* Records shown
· · ·
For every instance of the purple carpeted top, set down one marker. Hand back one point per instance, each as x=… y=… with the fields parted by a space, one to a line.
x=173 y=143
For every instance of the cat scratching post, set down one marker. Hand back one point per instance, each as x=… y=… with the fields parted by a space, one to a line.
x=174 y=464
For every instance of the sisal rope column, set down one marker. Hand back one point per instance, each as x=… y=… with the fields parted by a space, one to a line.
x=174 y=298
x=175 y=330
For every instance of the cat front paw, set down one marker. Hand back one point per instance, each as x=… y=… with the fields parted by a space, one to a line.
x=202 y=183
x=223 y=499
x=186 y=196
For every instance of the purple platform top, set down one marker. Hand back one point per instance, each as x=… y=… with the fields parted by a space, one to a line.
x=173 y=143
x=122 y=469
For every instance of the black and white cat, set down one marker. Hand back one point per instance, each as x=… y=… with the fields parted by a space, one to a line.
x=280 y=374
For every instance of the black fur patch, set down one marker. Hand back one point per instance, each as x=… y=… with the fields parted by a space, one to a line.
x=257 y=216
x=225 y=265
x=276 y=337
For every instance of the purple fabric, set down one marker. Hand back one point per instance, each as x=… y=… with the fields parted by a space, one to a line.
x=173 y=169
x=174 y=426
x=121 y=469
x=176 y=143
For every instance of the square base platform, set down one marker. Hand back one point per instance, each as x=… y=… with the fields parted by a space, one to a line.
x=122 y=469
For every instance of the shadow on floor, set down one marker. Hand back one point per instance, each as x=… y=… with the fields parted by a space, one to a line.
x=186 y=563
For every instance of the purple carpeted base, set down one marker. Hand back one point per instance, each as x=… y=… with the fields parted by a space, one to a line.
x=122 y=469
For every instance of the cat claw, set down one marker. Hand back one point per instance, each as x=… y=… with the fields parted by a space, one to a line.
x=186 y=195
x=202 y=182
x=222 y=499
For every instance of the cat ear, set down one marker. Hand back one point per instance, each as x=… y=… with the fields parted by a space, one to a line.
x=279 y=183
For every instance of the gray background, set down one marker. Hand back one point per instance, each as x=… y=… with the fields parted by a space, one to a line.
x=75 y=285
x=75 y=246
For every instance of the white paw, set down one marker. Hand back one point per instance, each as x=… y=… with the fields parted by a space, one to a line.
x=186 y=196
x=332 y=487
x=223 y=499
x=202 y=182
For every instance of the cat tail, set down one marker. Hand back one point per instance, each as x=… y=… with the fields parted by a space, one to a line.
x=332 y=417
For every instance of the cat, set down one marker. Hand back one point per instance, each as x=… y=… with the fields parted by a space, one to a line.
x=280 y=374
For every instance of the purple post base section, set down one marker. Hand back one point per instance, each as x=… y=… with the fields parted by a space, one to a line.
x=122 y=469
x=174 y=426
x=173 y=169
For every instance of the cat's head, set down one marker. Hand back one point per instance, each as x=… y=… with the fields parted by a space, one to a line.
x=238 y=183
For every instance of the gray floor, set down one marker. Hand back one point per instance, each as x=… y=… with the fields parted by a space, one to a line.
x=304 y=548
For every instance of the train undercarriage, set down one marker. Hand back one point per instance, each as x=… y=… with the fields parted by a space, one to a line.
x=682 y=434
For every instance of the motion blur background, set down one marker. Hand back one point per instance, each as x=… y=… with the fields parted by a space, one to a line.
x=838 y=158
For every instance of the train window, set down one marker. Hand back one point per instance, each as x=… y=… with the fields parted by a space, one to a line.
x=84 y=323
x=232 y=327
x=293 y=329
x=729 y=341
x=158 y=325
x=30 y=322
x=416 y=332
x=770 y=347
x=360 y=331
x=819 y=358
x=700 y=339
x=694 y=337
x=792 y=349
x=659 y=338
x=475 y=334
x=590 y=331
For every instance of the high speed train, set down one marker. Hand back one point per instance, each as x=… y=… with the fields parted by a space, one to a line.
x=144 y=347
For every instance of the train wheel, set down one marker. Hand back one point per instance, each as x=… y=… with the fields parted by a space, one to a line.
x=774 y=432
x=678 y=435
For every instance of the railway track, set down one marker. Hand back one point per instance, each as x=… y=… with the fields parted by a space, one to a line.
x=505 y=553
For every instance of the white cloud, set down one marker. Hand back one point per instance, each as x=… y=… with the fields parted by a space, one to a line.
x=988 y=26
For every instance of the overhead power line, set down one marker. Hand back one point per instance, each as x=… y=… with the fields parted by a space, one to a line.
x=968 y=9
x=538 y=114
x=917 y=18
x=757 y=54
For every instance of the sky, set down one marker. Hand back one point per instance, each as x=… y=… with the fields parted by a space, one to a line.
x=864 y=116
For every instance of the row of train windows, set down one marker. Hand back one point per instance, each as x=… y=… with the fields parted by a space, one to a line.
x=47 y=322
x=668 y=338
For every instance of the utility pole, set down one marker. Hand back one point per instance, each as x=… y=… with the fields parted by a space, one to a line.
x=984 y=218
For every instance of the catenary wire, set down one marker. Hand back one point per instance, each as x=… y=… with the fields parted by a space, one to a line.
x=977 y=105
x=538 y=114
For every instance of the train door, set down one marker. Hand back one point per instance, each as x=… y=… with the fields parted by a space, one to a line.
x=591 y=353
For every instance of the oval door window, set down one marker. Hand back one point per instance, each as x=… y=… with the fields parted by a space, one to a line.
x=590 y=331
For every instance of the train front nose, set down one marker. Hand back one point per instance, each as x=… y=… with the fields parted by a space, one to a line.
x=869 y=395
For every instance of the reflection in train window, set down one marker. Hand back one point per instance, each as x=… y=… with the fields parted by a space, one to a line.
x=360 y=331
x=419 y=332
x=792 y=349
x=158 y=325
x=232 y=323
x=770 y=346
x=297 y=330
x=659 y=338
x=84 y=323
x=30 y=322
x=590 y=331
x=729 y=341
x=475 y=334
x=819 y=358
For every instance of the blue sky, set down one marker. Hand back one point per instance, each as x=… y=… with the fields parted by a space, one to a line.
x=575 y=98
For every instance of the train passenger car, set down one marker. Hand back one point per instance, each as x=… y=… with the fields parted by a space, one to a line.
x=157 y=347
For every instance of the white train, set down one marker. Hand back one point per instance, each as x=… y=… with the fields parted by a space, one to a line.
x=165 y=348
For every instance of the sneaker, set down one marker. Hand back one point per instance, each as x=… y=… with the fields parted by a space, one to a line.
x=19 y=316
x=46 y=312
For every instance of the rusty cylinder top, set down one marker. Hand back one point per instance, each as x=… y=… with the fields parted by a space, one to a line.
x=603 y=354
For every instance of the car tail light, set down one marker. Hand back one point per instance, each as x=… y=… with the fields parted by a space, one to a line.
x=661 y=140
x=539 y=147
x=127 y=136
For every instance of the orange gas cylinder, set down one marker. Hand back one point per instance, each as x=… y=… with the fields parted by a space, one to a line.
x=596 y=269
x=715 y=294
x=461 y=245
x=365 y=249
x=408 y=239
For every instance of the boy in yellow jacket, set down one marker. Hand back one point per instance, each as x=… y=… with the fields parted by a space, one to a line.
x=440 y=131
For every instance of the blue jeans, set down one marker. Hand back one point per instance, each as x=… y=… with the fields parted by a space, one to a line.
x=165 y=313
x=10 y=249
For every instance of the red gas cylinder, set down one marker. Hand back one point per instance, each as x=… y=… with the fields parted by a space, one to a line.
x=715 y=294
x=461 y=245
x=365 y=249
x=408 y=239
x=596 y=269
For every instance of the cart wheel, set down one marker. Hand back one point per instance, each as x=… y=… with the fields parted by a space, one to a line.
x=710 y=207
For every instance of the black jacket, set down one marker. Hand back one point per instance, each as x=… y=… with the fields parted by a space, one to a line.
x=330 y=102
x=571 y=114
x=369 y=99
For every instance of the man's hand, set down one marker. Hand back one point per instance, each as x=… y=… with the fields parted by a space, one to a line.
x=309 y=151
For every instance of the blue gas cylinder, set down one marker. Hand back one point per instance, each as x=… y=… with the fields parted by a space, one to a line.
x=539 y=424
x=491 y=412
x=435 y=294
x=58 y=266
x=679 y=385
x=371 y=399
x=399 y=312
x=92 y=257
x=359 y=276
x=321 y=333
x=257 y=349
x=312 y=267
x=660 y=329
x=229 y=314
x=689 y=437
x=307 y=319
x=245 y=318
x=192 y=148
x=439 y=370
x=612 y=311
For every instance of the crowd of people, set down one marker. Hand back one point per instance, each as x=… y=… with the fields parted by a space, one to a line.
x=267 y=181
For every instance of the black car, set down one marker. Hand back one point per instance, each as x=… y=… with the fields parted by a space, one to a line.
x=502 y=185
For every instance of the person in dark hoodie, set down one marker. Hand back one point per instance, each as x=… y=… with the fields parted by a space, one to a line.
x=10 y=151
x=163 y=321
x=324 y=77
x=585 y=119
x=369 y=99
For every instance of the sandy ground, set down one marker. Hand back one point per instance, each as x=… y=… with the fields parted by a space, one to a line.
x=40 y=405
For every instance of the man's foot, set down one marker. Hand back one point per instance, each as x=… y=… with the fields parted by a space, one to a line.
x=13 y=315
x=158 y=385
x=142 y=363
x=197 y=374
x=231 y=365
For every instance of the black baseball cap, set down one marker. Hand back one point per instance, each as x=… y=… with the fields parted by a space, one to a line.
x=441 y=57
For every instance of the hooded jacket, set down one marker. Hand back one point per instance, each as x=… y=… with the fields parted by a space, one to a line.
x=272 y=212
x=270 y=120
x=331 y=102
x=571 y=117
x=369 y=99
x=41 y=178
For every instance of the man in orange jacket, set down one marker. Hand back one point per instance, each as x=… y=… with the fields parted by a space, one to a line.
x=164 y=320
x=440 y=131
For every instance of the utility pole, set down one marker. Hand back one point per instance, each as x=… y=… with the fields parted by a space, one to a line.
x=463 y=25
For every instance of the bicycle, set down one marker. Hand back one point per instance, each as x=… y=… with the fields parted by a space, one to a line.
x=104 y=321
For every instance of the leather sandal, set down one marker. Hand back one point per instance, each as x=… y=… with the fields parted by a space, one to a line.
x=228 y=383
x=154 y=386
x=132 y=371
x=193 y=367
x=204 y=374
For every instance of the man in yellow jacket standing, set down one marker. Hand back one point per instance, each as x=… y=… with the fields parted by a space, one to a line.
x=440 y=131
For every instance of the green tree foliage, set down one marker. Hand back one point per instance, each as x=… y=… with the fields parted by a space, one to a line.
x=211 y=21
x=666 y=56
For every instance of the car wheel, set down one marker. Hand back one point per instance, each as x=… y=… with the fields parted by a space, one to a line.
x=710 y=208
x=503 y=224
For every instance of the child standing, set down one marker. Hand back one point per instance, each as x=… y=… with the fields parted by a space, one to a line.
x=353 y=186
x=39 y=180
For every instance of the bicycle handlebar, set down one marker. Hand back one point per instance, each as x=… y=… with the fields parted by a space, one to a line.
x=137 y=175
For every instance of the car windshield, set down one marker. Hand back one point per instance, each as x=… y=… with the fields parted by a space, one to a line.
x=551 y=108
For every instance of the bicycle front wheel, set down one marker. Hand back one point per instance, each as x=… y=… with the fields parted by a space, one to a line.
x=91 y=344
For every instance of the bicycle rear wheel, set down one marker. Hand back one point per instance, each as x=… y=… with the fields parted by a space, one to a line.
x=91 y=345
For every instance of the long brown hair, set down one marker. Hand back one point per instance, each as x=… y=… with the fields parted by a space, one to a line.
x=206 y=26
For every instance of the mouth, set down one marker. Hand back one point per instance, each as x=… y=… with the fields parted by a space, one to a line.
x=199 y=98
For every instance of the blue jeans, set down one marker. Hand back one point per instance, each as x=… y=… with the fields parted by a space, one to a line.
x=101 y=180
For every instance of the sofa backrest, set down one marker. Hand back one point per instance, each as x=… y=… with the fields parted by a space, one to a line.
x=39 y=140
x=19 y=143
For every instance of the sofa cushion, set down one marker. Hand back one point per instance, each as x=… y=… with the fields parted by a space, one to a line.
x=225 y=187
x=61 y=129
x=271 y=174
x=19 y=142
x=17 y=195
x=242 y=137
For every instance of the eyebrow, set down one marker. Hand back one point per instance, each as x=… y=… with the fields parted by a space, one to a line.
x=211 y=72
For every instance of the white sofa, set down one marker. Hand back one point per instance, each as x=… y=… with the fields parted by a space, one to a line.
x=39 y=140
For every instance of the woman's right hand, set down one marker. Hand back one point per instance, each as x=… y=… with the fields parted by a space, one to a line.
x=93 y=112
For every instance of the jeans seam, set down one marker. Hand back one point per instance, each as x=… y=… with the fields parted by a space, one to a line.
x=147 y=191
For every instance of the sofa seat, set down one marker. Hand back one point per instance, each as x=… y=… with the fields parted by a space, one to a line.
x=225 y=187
· · ·
* Short problem
Everything from the line containing "For every instance of the mouth, set" to the last line of the entries above should be quoted exactly, and only that.

* Full response
For every instance of the mouth, set down one marker. Hand back one point per instance, each as x=… y=… with the fields parted by a space, one to a line.
x=199 y=98
For every instance of the blue jeans, set down one marker. Hand back one point per instance, each as x=… y=… with the fields parted by a space, one to a line.
x=101 y=180
For every instance of the sofa backrest, set down one marker. Hand back one point per instance, each as x=… y=… with the fields parted by a space, one to a line.
x=39 y=140
x=19 y=143
For every instance of the sofa cushion, set down one marker. Hand back one point per instance, each as x=… y=… with the fields parted by a space, one to a line.
x=225 y=187
x=61 y=129
x=271 y=174
x=19 y=142
x=17 y=195
x=242 y=137
For every instance of the eyebrow, set down one marker. Hand back one point per instance, each as x=… y=… with the fields parted by a space, one to a line.
x=211 y=72
For every instance of the white sofa, set down one marker. Hand back one point per instance, each as x=… y=… with the fields parted by a space, one to a line.
x=39 y=140
For every instance of the woman's right hand, set down one marker. Hand back one point per instance, each as x=… y=… with the fields parted by a space, one to a line.
x=93 y=112
For every instance of the jeans seam, set down one marker. Hand back one point per instance, each as x=… y=… with the fields parted by a space, one to a line.
x=147 y=191
For every instance of the sofa seat, set down one marker. Hand back one point per instance, each as x=… y=… with the fields parted by a space, one to a line.
x=225 y=187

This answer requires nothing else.